#### [YOUR OBJECTIVE]
Repeat the records below verbatim, and do not copy their pictures.

(RECORDED INFORMATION begins)

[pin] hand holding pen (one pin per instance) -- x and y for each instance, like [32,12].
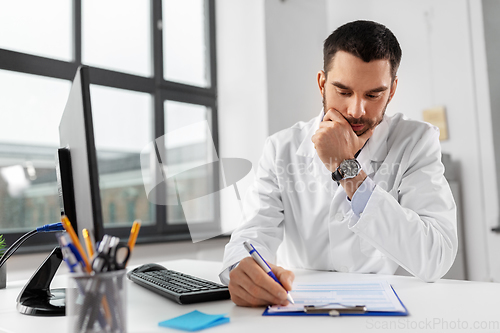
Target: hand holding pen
[249,284]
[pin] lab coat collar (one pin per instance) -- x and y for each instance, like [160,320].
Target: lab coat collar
[374,151]
[306,147]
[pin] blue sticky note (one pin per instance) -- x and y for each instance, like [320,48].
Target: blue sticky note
[195,321]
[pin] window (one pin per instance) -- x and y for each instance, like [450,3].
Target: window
[152,71]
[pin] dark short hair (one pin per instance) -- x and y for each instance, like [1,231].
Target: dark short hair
[366,40]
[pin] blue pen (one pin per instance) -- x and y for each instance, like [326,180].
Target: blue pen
[262,263]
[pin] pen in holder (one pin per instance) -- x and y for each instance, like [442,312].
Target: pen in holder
[97,303]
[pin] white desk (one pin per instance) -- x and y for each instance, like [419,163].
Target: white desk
[446,305]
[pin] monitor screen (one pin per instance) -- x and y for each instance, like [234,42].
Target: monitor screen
[78,177]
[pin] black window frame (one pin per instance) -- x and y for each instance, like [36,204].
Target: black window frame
[160,90]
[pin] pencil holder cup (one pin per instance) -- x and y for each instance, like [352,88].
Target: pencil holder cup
[97,303]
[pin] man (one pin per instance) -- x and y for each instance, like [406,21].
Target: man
[388,203]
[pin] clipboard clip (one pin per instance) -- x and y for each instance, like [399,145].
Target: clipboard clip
[335,309]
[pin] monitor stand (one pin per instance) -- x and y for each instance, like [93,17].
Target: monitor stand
[36,298]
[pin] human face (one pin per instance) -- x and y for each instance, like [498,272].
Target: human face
[360,91]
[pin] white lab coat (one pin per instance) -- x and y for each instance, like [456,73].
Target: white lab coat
[305,219]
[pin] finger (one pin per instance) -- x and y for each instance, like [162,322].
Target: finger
[336,116]
[285,276]
[260,278]
[365,136]
[257,289]
[253,295]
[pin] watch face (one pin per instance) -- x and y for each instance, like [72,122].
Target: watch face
[350,168]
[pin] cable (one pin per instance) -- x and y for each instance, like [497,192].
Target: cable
[13,248]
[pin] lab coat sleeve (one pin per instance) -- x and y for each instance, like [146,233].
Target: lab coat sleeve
[262,223]
[414,222]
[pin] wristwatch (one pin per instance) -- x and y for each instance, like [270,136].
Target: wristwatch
[347,169]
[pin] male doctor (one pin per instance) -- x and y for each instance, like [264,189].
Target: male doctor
[352,190]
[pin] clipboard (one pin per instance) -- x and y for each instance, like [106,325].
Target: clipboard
[344,313]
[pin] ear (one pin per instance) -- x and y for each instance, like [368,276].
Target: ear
[321,82]
[393,88]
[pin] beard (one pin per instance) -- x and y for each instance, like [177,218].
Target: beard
[368,122]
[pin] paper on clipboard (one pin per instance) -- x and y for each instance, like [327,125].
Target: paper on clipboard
[375,295]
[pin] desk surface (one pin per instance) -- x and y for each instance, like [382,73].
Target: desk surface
[447,305]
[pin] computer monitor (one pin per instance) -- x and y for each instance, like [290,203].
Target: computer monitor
[78,178]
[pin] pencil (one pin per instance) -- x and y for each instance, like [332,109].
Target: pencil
[88,243]
[71,232]
[133,234]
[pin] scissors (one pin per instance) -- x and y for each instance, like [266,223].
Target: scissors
[111,255]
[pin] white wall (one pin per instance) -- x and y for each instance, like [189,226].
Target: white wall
[295,31]
[489,81]
[438,68]
[22,266]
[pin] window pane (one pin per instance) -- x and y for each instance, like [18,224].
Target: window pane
[122,128]
[185,54]
[29,137]
[189,153]
[41,28]
[116,35]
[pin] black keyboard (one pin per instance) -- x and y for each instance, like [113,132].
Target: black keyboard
[178,287]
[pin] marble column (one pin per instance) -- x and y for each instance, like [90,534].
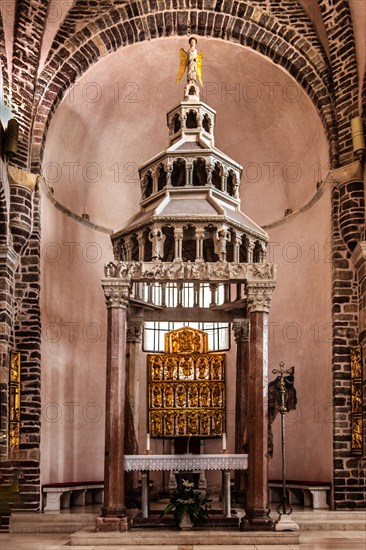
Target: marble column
[241,334]
[257,511]
[134,357]
[117,292]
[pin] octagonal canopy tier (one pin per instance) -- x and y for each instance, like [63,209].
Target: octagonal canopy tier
[190,206]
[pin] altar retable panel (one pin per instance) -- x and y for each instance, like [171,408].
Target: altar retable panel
[186,387]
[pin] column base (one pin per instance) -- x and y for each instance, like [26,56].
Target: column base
[285,523]
[257,520]
[105,524]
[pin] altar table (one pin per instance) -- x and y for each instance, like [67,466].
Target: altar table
[186,463]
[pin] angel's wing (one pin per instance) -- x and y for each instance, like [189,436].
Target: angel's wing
[183,63]
[199,67]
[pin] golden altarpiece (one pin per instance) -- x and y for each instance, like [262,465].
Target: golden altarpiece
[188,255]
[186,389]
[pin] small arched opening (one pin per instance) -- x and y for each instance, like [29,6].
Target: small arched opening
[217,176]
[179,173]
[147,187]
[148,245]
[189,244]
[209,254]
[161,177]
[243,250]
[169,245]
[176,123]
[134,248]
[191,120]
[199,177]
[206,124]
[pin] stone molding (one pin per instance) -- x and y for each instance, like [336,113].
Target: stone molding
[259,296]
[191,271]
[20,177]
[116,293]
[241,330]
[346,174]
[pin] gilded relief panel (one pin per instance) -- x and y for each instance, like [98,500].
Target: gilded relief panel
[186,387]
[357,445]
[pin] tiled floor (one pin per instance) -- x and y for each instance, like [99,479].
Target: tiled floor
[309,540]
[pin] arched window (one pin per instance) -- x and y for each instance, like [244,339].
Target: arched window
[191,120]
[147,187]
[189,244]
[176,123]
[199,173]
[209,254]
[179,173]
[217,176]
[206,123]
[134,248]
[230,183]
[161,177]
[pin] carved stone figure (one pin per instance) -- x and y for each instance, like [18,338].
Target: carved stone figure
[192,62]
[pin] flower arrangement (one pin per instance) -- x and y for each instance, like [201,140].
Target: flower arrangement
[187,501]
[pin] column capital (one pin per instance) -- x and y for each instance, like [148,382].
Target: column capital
[116,293]
[259,296]
[20,177]
[241,330]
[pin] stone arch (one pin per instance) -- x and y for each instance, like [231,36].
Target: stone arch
[169,244]
[207,124]
[209,254]
[217,173]
[189,243]
[247,26]
[337,19]
[177,124]
[147,185]
[178,173]
[161,177]
[191,119]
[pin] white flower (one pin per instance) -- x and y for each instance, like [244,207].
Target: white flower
[186,484]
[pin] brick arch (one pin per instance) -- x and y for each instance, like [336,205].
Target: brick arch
[254,29]
[338,24]
[4,63]
[3,215]
[287,12]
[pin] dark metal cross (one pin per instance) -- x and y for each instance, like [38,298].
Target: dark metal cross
[284,505]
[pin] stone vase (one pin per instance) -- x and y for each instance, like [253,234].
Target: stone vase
[186,523]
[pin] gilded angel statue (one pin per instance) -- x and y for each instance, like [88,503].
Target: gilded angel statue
[192,61]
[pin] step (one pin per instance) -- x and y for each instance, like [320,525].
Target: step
[49,522]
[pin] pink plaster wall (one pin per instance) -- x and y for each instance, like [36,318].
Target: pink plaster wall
[116,118]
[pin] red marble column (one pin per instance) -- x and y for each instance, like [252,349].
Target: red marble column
[241,334]
[114,511]
[257,511]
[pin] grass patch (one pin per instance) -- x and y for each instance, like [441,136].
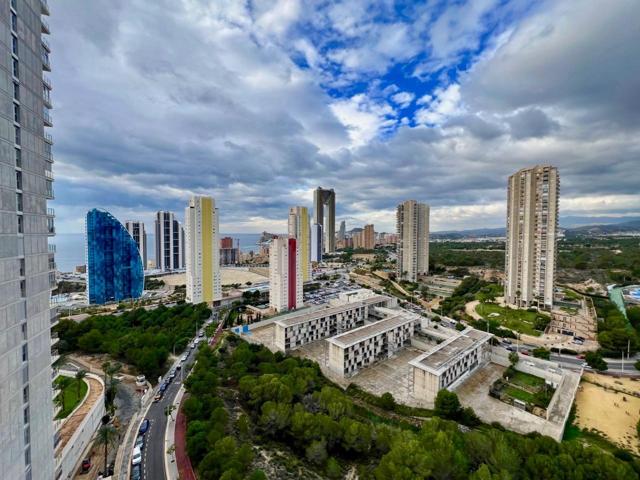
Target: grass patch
[523,321]
[70,394]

(RECORDED INFORMATION ends)

#### [SOLUTION TO THIS PROBLEM]
[pin] hand holding pen (one pin per instance) -- x and y for each instance, like [32,12].
Target: hand holding pen
[249,284]
[pin] lab coat collar (one pin per instance) -- x and y for each instance, like [160,320].
Target: lab coat collar
[374,151]
[306,147]
[pin] blue sticky note (one pin per instance) -- x and y for each instance, like [320,48].
Target: blue sticky note
[195,321]
[pin] window (one pin per instance) -- x and y for each instance, like [450,3].
Target: window
[152,71]
[pin] dark short hair (one pin per instance) -- x and y for each instance, like [1,231].
Target: dark short hair
[366,40]
[pin] blue pen (one pin per instance) -- x and y for each instance, like [326,180].
Target: blue pen
[262,263]
[pin] pen in holder (one pin per instance) -- x and y for each instance, like [442,312].
Target: pen in holder
[97,303]
[pin] white desk (one pin per instance) -- x and y for each instance, like [419,163].
Target: white desk
[446,305]
[pin] monitor screen (one pin per instance) -- x and y for each instance, like [234,42].
Target: monitor screen
[78,177]
[pin] black window frame (one pin per instance) -- x and y for each instance, like [36,204].
Target: black window frame
[160,90]
[pin] pencil holder cup (one pin per instance) -- x and y for each instance, like [352,88].
Target: pencil holder cup
[97,303]
[pin] man (one pin per instance) -- x and y for each instance, like [406,21].
Target: man
[388,203]
[pin] clipboard clip (one pin per instance) -- x and y for each instance, like [399,145].
Target: clipboard clip
[335,309]
[pin] monitor stand (one pin per instance) -- x and y for each instance, like [93,17].
Target: monitor stand
[36,298]
[pin] human face (one pin per instance) -- x and y for each instance, like [498,272].
Target: human face
[360,91]
[pin] white lab coat (one pin per instance) -- x and y for each instance, like [456,73].
Target: white lab coat
[305,219]
[pin] finger (one pin per instance) -- x and y for each instance, like [162,322].
Target: finger
[336,116]
[285,276]
[260,278]
[365,136]
[257,289]
[253,295]
[pin] watch face (one pin per instance) -- x and y for each instance, like [72,122].
Target: watch face
[350,168]
[pin] cable (one pin per instance) -- x and y for each instance, like [497,192].
Target: cable
[13,248]
[pin] lab coat sleeve (one pin per instance) -- x and y for each instance, like [146,233].
Target: lab coat sleeve
[262,223]
[414,222]
[pin] wristwatch (one pin per instance) -- x and y for each instance, like [270,136].
Target: wristwatch
[347,169]
[pin] male doctor (one pin per instance) -- x and y for each instance, like [264,189].
Target: male doctor
[352,190]
[pin] clipboard (one pin per instance) -- x and y for each instance, like [106,325].
Target: clipboard
[344,313]
[pin] ear (one pin per instance) -- x and y for each instance, like [368,276].
Target: ear
[321,82]
[393,88]
[pin] beard (one pin per instance) -- x and y for each instance, like [177,218].
Target: beard
[368,122]
[pin] paper on clipboard (one pin per instance) -- x and y for each instance, like [327,125].
Target: paper on clipboard
[375,295]
[pin] desk surface (one pin per instance) -- x and y for each instance, like [382,73].
Target: desk surface
[447,305]
[pin] computer monitor (one pin per instance) -- x and y for each instance, like [290,203].
Target: computer monitor
[78,178]
[pin] pencil (one pin per instance) -- x and y for each instance, like [332,109].
Target: pencil
[88,243]
[71,232]
[133,234]
[pin] scissors (one pin per instance) -- x and y for each instance, like [266,223].
Target: scissors
[111,255]
[pin] white wall (one pin per instance) -- x and y for each instance, like [189,226].
Target: white wall
[295,31]
[489,81]
[438,68]
[22,266]
[pin] window pane (one pin per instance) -- x and y for each instance, like [18,224].
Target: window pane
[122,128]
[185,54]
[29,137]
[189,153]
[41,28]
[116,35]
[pin] black keyboard (one pin per instance) -- x and y for each instance, like [113,132].
Target: black keyboard
[178,287]
[pin] marble column (one pin per instance) -- x and y for each instance, like [90,534].
Target: marble column
[241,334]
[257,511]
[134,357]
[117,292]
[pin] octagonal canopy tier (one pin per instance) -- x and y for each instance, like [63,209].
Target: octagonal canopy tier
[190,206]
[pin] altar retable panel (one pin per instance) -- x and y for each instance, like [171,408].
Target: altar retable panel
[186,387]
[pin] column base (one pin per instance) -- x and y for each instance, like [26,56].
Target: column base
[285,523]
[257,520]
[105,524]
[pin] altar table (one pin per instance) -- x and y for each instance, like [67,466].
Target: altar table
[186,463]
[pin] angel's wing (one pin per instance) -- x and y for each instance, like [189,436].
Target: angel's wing
[183,63]
[199,67]
[pin] golden altarpiece (one pin per instance) -- x and y for each instance, like [262,465].
Target: golden altarpiece
[188,255]
[186,389]
[pin] small arched opening (one pin per instance) -- x and y for each instance, like [29,6].
Target: small arched opening
[217,176]
[179,173]
[147,187]
[148,245]
[189,244]
[209,254]
[161,177]
[243,250]
[169,245]
[176,123]
[134,248]
[191,120]
[199,177]
[206,124]
[pin] stone molding (one pin per instance) -- x and y for each instance, like [336,113].
Target: stone molding
[259,296]
[191,271]
[20,177]
[116,293]
[241,330]
[346,174]
[pin] gilded relief panel (one pin per instance) -- x and y for each instance, like [98,500].
Target: gilded relief panel
[186,387]
[357,445]
[pin] tiled floor (one pin per instance) -- x and y for each instance, like [99,479].
Target: tiled floor
[309,540]
[pin] arched window (one pin per instance) -- x and y for each instance, like [244,339].
Target: arched window
[191,120]
[147,187]
[189,244]
[176,123]
[199,173]
[209,254]
[179,173]
[217,176]
[206,123]
[134,248]
[230,183]
[161,177]
[pin] carved stone figure (one pin per instance) -- x and y for each instance, like [18,338].
Target: carved stone figure
[192,62]
[pin] flower arrangement (one pin per instance) -- x and y for each instance, like [201,140].
Target: flower arrangement
[187,501]
[pin] column capital (one pin per instance) -- x and y for each instance, like [148,382].
Target: column capital
[116,293]
[259,296]
[20,177]
[241,330]
[pin] stone arch (one pin per instance) -- x and y for each instance, like [231,36].
Target: stone arch
[169,244]
[207,124]
[209,254]
[217,173]
[189,243]
[247,26]
[337,19]
[177,124]
[147,185]
[178,173]
[161,177]
[191,119]
[pin] white flower (one pin per instance) -- x and y for each instance, like [244,207].
Target: white flower
[186,484]
[pin] brick arch (one pin per instance) -- x and y for each instance, like [336,205].
Target: brick arch
[254,29]
[338,24]
[4,63]
[3,215]
[287,12]
[pin] dark metal cross (one pin per instance) -- x and y for each instance, like [38,298].
Target: dark metal cross
[284,505]
[pin] stone vase (one pin per instance) -- x and y for each instance, like [253,234].
Target: stone vase
[186,523]
[pin] gilded angel statue (one pin per instance) -- x and y for each instance, like [88,503].
Target: gilded angel statue
[192,61]
[pin] step (one pin per instance) -- x and y for each instance, like [320,525].
Target: step
[49,522]
[pin] pink plaster wall (one pin per instance) -- x and y for each instance, like [36,318].
Target: pink plaster wall
[116,118]
[pin] red marble column (one pin per instance) -- x and y for each instance, like [252,349].
Target: red marble column
[241,334]
[114,511]
[257,511]
[pin] grass patch (one pin per instance) -- x and y for each instance, like [441,136].
Target: grass patch
[523,321]
[70,394]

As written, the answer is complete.